● **ENTRIES SUPPLIED**:
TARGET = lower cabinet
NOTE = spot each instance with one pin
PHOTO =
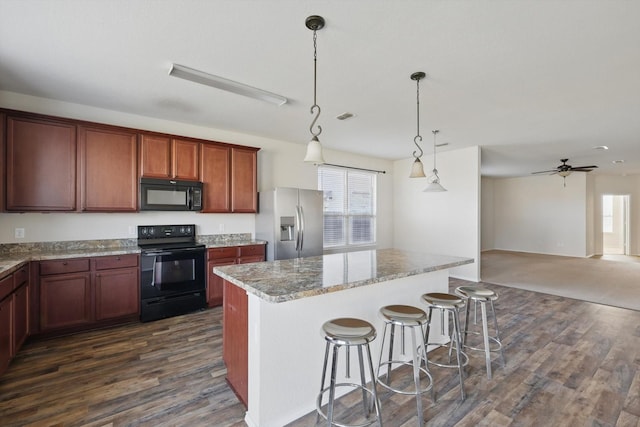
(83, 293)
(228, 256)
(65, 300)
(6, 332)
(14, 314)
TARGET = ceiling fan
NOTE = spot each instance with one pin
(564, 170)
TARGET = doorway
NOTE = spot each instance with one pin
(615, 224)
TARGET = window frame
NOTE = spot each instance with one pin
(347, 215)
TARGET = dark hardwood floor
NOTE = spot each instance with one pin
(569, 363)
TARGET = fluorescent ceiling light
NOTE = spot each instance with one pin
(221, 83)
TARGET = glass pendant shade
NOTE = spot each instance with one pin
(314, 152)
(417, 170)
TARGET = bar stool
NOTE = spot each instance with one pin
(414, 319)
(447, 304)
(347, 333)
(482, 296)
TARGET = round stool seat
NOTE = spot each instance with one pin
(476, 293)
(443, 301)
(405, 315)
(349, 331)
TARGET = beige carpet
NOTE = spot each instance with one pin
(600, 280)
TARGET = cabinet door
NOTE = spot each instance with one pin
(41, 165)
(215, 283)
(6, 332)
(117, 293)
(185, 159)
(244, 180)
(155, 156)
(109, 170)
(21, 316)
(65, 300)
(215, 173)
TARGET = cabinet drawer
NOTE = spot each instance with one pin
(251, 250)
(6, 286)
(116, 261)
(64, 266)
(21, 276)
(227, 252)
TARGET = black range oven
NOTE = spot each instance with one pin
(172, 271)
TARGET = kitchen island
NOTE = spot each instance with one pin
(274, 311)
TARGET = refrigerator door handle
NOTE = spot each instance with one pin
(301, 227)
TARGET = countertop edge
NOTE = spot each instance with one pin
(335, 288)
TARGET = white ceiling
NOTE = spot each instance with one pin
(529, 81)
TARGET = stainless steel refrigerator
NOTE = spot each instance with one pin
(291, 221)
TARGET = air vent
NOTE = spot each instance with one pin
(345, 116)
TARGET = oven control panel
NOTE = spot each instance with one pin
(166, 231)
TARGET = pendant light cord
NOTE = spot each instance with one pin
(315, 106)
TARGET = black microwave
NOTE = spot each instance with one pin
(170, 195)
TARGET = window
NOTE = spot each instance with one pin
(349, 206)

● **WRITTEN EXERCISE**:
Rewrite the part of the records that opens with the line containing "TARGET = oven control panel" and closes at the end of the records, keeping every line, requests included. Multiply each point coordinate in the answers by 2.4 and round to whole numbers, with halves rounded up.

● **TASK RESULT**:
TARGET = oven control panel
NOTE = spot each instance with one pin
(398, 554)
TARGET = pendant light cord
NOTE = spot each instance with one pin
(756, 254)
TARGET = black microwave
NOTE = spot each instance with one pin
(408, 468)
TARGET = window
NOTE = spot each instance with one pin
(838, 494)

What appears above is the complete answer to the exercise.